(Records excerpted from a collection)
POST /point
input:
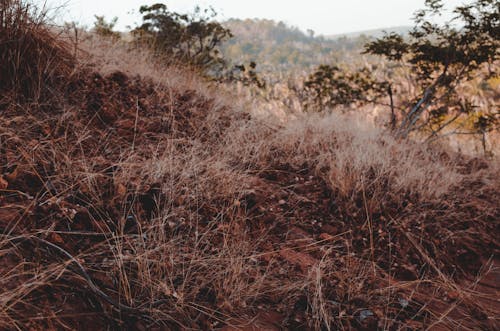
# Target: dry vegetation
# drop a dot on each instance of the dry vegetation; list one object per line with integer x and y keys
{"x": 145, "y": 198}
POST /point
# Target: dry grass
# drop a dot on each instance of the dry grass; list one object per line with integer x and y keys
{"x": 162, "y": 201}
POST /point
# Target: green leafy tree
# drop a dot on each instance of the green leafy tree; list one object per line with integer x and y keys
{"x": 442, "y": 57}
{"x": 330, "y": 86}
{"x": 192, "y": 39}
{"x": 104, "y": 28}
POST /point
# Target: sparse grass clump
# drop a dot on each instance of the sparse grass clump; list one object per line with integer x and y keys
{"x": 33, "y": 61}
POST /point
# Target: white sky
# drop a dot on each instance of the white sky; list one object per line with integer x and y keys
{"x": 323, "y": 16}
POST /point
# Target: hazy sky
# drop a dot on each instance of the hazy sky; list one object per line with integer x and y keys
{"x": 323, "y": 16}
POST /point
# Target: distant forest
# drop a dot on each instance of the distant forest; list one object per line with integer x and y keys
{"x": 278, "y": 46}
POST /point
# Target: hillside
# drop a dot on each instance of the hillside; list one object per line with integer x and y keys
{"x": 135, "y": 195}
{"x": 374, "y": 33}
{"x": 276, "y": 46}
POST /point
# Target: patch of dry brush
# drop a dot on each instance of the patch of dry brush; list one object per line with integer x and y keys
{"x": 145, "y": 198}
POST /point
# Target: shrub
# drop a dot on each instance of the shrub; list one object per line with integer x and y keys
{"x": 193, "y": 39}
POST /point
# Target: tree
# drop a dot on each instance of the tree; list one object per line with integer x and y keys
{"x": 104, "y": 28}
{"x": 442, "y": 58}
{"x": 330, "y": 86}
{"x": 192, "y": 39}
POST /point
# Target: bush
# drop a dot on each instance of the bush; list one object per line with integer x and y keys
{"x": 192, "y": 39}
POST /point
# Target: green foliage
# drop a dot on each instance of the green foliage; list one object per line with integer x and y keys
{"x": 192, "y": 39}
{"x": 246, "y": 75}
{"x": 442, "y": 57}
{"x": 279, "y": 48}
{"x": 330, "y": 86}
{"x": 104, "y": 28}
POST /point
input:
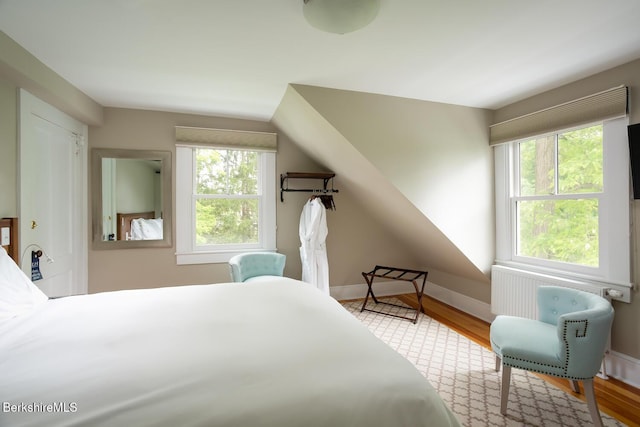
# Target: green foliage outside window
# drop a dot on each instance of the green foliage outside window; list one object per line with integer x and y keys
{"x": 561, "y": 177}
{"x": 226, "y": 199}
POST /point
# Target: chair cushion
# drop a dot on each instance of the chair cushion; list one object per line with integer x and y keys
{"x": 527, "y": 344}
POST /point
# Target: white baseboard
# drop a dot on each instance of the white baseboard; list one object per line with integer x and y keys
{"x": 620, "y": 366}
{"x": 464, "y": 303}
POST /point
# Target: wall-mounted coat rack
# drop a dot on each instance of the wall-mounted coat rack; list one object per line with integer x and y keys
{"x": 326, "y": 177}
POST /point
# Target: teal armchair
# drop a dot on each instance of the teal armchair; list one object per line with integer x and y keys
{"x": 568, "y": 340}
{"x": 246, "y": 266}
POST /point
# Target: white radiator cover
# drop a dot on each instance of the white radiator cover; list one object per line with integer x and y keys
{"x": 513, "y": 291}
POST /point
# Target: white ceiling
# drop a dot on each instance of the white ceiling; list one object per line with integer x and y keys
{"x": 235, "y": 57}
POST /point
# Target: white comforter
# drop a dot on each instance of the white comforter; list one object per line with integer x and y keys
{"x": 275, "y": 353}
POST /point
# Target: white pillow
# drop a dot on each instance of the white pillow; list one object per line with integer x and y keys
{"x": 18, "y": 294}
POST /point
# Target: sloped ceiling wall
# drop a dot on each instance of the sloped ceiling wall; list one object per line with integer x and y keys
{"x": 424, "y": 169}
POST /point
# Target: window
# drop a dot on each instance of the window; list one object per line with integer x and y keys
{"x": 562, "y": 202}
{"x": 225, "y": 202}
{"x": 559, "y": 185}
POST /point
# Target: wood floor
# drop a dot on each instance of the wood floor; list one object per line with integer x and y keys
{"x": 614, "y": 397}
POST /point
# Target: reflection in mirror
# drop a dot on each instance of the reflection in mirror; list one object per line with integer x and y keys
{"x": 134, "y": 209}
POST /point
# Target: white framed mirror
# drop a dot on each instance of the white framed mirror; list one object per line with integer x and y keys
{"x": 131, "y": 198}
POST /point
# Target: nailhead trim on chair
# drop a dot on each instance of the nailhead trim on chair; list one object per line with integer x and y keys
{"x": 566, "y": 364}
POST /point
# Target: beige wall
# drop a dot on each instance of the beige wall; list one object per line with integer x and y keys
{"x": 8, "y": 149}
{"x": 356, "y": 242}
{"x": 625, "y": 338}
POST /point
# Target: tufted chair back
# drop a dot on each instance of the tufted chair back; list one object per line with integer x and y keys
{"x": 254, "y": 264}
{"x": 583, "y": 321}
{"x": 568, "y": 340}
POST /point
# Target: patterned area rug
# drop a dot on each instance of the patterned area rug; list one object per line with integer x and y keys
{"x": 464, "y": 374}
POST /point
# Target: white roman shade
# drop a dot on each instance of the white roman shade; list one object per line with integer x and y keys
{"x": 225, "y": 138}
{"x": 605, "y": 105}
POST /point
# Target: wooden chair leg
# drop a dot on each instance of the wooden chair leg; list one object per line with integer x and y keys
{"x": 504, "y": 390}
{"x": 575, "y": 387}
{"x": 590, "y": 394}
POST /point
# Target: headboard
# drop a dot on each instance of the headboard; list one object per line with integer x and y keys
{"x": 12, "y": 248}
{"x": 124, "y": 222}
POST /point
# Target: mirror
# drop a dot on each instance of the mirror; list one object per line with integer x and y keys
{"x": 131, "y": 197}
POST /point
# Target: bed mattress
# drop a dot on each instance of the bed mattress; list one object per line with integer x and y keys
{"x": 269, "y": 353}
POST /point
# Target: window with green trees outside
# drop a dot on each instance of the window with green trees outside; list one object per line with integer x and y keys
{"x": 559, "y": 187}
{"x": 226, "y": 197}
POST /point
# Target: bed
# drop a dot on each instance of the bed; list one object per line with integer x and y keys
{"x": 275, "y": 352}
{"x": 139, "y": 226}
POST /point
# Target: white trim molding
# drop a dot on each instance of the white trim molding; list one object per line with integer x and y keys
{"x": 618, "y": 365}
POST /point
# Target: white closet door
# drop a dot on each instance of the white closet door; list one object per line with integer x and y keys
{"x": 53, "y": 208}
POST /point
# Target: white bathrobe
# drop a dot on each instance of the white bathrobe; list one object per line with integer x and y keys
{"x": 313, "y": 252}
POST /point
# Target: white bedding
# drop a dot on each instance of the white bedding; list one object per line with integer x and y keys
{"x": 271, "y": 353}
{"x": 146, "y": 229}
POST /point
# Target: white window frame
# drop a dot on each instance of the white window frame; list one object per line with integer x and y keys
{"x": 186, "y": 250}
{"x": 614, "y": 213}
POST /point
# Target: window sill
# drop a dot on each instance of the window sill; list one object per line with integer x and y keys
{"x": 185, "y": 258}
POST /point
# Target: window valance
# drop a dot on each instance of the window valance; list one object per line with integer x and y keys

▶ **EXERCISE DESCRIPTION**: Return every entry above word for word, leaving pictures out.

▶ **SOLUTION TO THIS PROBLEM**:
POST /point
input:
# Target: dry vegetation
# drop a dot on each instance of the dry vegetation; list one object per line with integer x and y keys
{"x": 145, "y": 198}
POST /point
# Target: dry grass
# drop a dot on each instance of the dry grass; list one object per line with integer x and y keys
{"x": 162, "y": 201}
POST /point
# Target: green leafy tree
# drop a dot on each instance of the green leafy tree; list one object per line with integer x and y keys
{"x": 442, "y": 57}
{"x": 330, "y": 86}
{"x": 192, "y": 39}
{"x": 104, "y": 28}
POST /point
# Target: sparse grass clump
# drop a dot on each instance of the sparse grass clump; list one object per line with integer x and y keys
{"x": 33, "y": 61}
POST /point
# Target: white sky
# drop a dot on each instance of the white sky; list one object per line with integer x and y keys
{"x": 323, "y": 16}
POST /point
# Target: hazy sky
# drop a dot on each instance of the hazy sky; list one object per line with integer x and y keys
{"x": 323, "y": 16}
POST /point
# Target: distant forest
# drop a dot on each instance of the distant forest; list one object per line with integer x and y keys
{"x": 278, "y": 46}
POST /point
# Target: hillside
# drop a dot on each instance of the hillside; list one object per line with integer x and y keys
{"x": 135, "y": 195}
{"x": 374, "y": 33}
{"x": 276, "y": 46}
POST /point
# Target: patch of dry brush
# drop a dot on each instance of the patch of dry brush; list one object per line with integer x and y keys
{"x": 145, "y": 198}
POST /point
# Target: shrub
# drop a dot on each instance of the shrub; list one object per line with integer x and y keys
{"x": 193, "y": 39}
POST /point
# Target: tree
# drop a dot on each instance of the tree; list one object per line with integer x and y keys
{"x": 104, "y": 28}
{"x": 442, "y": 58}
{"x": 330, "y": 86}
{"x": 192, "y": 39}
POST /point
# Target: bush
# drop a dot on each instance of the bush; list one object per line with integer x and y keys
{"x": 192, "y": 39}
POST /point
# Target: green foliage
# drop a dot on each instance of the green foliage; list one object per line with integer x and y keys
{"x": 192, "y": 39}
{"x": 246, "y": 75}
{"x": 442, "y": 57}
{"x": 279, "y": 48}
{"x": 330, "y": 86}
{"x": 104, "y": 28}
POST /point
input:
# Target: green foliage outside window
# drop a dot on each instance of the green foliage outside window; list one object per line with integer x and y keys
{"x": 561, "y": 177}
{"x": 226, "y": 199}
POST /point
# Target: chair cushion
# drop a dot on each instance of the chair cushion; list one object per line with integer x and y keys
{"x": 527, "y": 344}
POST /point
# Target: white baseboard
# drop a dot on each instance of the white baseboard; list one object per line with integer x and y keys
{"x": 620, "y": 366}
{"x": 464, "y": 303}
POST /point
# Target: wall-mounted coat rack
# drop a dot on each instance of the wall-mounted coat rack; list one object per line with integer x and y keys
{"x": 326, "y": 177}
POST /point
# Target: teal armchair
# drop a dot on each instance of the teal armchair; list one object per line with integer x and y keys
{"x": 568, "y": 340}
{"x": 246, "y": 266}
POST /point
# Target: white radiator cover
# drop a dot on each instance of the white radiator cover; list one object per line with integer x and y keys
{"x": 513, "y": 291}
POST /point
# Target: white ceiling
# drop a dot on each instance of the white ceiling; list one object per line with integer x and y keys
{"x": 235, "y": 57}
POST /point
# Target: white comforter
# drop a dot on each instance of the white comforter; list one object per line with integer x and y keys
{"x": 275, "y": 353}
POST /point
# Target: white pillow
# drop a dot on each instance of the white pillow; list one object per line with integer x and y keys
{"x": 18, "y": 294}
POST /point
# Target: sloped ceiling wall
# drop a dot on each instance of the sloped ceiling wall; list one object per line with integer x and y keys
{"x": 424, "y": 169}
POST /point
# Target: window
# drop a dot on each instance of the window; list one object per line with integer x and y keys
{"x": 562, "y": 202}
{"x": 225, "y": 202}
{"x": 559, "y": 185}
POST /point
# Target: wood floor
# drop a dot on each instance of the wood floor; list one object per line with integer x and y keys
{"x": 614, "y": 397}
POST /point
# Target: reflection in mirror
# drop a dot on each instance of the reflection in mirror; list one object per line with integer x and y keys
{"x": 134, "y": 209}
POST /point
# Target: white framed mirror
# drop a dot on each instance of the white framed mirror; list one object per line with integer x and y keys
{"x": 131, "y": 198}
POST /point
# Target: nailhead trim on chair
# drop a dot on each instance of the nailhead trim on chair; list one object per line with integer x and y keys
{"x": 566, "y": 364}
POST /point
# Target: beige wall
# drop a dot on each instance of the beige wall; list one object per line with integer x and y keys
{"x": 8, "y": 149}
{"x": 356, "y": 242}
{"x": 625, "y": 338}
POST /point
# Target: tufted chair back
# drop a dot on each instance of the tufted chair back; list one object per line with integer x and y keys
{"x": 254, "y": 264}
{"x": 583, "y": 321}
{"x": 568, "y": 340}
POST /point
# Target: patterned area rug
# drop a dot on each instance of the patterned area rug; list one object per line with integer x and y keys
{"x": 464, "y": 374}
POST /point
# Target: white roman shade
# drop a dot on each instance of the white roman shade; list one object per line with integer x and y keys
{"x": 225, "y": 138}
{"x": 605, "y": 105}
POST /point
# Target: wooden chair leg
# drop a dot on each instance of the wooden chair leg; list one object per line with integer x and y keys
{"x": 504, "y": 390}
{"x": 575, "y": 387}
{"x": 590, "y": 394}
POST /point
# Target: headboard
# drop a dot on each instance of the headboard; list one object per line with integer x and y keys
{"x": 12, "y": 248}
{"x": 124, "y": 222}
POST /point
# Target: mirror
# drop a dot on each instance of the mirror; list one object per line with integer x and y keys
{"x": 131, "y": 197}
POST /point
# Target: bed mattress
# drop a dot on each instance of the bed mattress; list one object per line with integer x and y keys
{"x": 269, "y": 353}
POST /point
# Target: window with green trees outside
# drop a dot on each instance of the window with green trees outside; list one object per line with integer x and y keys
{"x": 559, "y": 187}
{"x": 226, "y": 197}
POST /point
# Target: bed
# drop a dot on each instance of the bed; list one object per line with integer x and y keys
{"x": 275, "y": 352}
{"x": 139, "y": 226}
POST /point
# Target: white trim molding
# drop a dot on each instance of the white trim molding; list one object per line with integer x and y keys
{"x": 618, "y": 365}
POST /point
# Target: white closet door
# drop a dot on each instance of the white closet door; list one object per line with integer x and y keys
{"x": 53, "y": 208}
POST /point
# Target: white bathrobe
# drop a dot on each instance of the white bathrobe; list one object per line with integer x and y keys
{"x": 313, "y": 252}
POST /point
# Target: white bedding
# drop a dot on each instance of the white bedding; list one object per line with integer x and y keys
{"x": 271, "y": 353}
{"x": 146, "y": 229}
POST /point
# Target: white window frame
# drop a dot on each instance of the white window frame; list one object per line with integer x and y keys
{"x": 186, "y": 250}
{"x": 614, "y": 213}
POST /point
# Target: window sill
# drop a dot on each instance of the window sill; list one object per line with integer x and y keys
{"x": 185, "y": 258}
POST /point
# Target: window valance
# drop a dot on each instance of the window valance; list one object per line with integer x and y keys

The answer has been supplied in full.